> **PROBLEM TO SOLVE**: Transcribe the stretch of entries below from the line with "Target: patterned area rug" through the line with "Please mark the green decorative", exactly and with both ends included; leave out all other lines.

Stored data
****************

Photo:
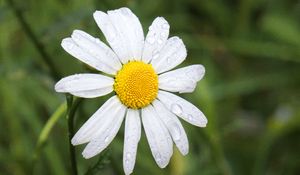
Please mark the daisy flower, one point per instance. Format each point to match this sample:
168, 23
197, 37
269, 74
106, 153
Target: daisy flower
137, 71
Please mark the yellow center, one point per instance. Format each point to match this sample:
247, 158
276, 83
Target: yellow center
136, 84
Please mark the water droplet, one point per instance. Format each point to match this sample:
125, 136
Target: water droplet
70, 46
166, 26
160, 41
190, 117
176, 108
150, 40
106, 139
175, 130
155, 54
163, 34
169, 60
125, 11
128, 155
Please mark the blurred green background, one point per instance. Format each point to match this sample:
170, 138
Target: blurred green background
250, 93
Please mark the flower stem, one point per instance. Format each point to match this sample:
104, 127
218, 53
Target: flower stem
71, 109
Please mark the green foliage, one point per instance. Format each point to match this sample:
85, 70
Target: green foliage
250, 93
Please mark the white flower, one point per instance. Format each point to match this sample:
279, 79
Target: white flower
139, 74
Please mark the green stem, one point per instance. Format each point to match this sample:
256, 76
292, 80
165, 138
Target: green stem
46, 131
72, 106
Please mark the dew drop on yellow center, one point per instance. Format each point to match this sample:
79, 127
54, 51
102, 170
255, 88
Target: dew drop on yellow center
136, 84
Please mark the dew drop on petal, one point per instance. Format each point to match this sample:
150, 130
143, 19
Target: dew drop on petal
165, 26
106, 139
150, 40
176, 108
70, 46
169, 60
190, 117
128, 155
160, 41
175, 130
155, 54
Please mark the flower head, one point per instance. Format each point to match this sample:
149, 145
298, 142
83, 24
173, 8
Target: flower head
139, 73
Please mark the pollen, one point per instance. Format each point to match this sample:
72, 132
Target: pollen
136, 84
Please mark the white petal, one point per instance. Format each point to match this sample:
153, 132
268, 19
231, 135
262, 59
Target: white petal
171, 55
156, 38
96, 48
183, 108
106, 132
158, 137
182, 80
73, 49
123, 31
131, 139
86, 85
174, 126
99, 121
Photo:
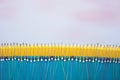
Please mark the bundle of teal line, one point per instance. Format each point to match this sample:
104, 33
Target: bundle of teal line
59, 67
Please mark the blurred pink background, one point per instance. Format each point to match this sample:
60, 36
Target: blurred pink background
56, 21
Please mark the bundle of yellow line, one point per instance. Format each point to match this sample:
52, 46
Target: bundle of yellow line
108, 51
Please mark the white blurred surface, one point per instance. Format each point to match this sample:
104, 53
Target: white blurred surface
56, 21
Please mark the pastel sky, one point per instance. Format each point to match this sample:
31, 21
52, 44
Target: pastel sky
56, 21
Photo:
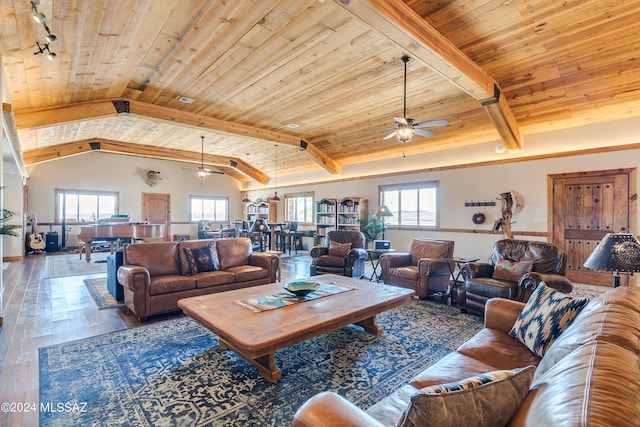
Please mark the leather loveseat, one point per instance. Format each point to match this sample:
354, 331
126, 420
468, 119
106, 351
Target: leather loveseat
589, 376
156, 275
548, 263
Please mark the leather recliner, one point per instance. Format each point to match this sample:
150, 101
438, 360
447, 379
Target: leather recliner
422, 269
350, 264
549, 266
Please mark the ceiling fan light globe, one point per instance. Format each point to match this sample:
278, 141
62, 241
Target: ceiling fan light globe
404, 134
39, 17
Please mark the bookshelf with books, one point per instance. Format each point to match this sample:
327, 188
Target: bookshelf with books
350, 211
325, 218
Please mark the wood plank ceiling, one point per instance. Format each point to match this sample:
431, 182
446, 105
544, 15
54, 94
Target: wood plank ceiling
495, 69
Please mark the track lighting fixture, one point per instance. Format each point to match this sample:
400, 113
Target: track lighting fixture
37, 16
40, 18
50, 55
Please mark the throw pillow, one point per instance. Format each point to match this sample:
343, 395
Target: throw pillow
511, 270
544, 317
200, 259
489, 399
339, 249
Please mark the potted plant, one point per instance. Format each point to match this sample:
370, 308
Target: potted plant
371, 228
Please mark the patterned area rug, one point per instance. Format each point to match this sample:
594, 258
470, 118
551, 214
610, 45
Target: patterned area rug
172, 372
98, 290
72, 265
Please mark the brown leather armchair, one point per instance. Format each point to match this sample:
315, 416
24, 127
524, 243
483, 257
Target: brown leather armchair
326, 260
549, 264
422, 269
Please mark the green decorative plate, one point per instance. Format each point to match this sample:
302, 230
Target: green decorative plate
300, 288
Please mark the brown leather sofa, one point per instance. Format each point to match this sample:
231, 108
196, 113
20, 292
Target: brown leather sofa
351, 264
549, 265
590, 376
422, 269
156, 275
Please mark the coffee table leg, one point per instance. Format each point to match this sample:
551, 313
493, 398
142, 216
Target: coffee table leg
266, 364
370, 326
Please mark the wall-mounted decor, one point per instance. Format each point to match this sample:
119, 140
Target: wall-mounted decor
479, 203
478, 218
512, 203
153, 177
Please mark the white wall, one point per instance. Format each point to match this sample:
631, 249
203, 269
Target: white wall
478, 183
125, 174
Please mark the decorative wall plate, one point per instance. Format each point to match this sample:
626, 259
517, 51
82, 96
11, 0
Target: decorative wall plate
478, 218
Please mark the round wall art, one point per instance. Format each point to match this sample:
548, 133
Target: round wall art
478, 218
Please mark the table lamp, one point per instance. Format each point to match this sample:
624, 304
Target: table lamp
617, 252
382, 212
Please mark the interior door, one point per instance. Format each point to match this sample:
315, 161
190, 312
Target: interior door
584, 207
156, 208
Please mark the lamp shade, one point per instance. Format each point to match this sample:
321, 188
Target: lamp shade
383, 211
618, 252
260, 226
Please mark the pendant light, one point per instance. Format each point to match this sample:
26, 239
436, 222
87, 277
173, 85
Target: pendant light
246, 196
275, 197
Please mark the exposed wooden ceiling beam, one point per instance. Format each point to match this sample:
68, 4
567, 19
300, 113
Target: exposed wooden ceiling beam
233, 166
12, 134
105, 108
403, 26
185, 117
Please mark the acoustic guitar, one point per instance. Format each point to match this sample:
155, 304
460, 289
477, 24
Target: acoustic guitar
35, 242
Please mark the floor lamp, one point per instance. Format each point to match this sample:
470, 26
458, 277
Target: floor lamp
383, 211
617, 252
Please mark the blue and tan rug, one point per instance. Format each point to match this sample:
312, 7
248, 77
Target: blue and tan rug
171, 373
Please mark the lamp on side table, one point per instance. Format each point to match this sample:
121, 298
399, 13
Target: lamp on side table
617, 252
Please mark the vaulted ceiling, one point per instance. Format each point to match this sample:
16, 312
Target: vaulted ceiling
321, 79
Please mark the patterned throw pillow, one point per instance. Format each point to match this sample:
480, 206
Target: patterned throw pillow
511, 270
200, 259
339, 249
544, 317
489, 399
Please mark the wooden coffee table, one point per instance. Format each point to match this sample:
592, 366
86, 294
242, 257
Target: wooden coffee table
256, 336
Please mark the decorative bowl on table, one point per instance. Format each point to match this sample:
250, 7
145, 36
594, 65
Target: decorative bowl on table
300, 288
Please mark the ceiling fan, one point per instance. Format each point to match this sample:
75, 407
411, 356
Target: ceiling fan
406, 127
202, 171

****************

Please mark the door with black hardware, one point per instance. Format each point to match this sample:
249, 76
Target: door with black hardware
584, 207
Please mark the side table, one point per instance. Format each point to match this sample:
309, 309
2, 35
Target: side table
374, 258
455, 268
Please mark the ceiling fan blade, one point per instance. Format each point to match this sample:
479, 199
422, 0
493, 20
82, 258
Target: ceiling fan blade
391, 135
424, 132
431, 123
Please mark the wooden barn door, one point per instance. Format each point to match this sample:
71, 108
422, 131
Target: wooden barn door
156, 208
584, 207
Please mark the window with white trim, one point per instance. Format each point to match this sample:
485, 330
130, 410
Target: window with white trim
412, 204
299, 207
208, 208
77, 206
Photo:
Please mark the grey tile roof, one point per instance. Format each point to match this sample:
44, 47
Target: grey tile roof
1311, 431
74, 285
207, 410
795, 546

****************

> **REPLY**:
Target: patterned area rug
172, 372
98, 290
72, 265
Please mark the brown leather armchair, one point per instance. Format each point to match this sample:
315, 416
24, 127
524, 243
483, 257
Target: brown leather armchair
326, 260
549, 264
422, 269
Please mark the green decorative plate, one point per instance. Format each point to match this sample:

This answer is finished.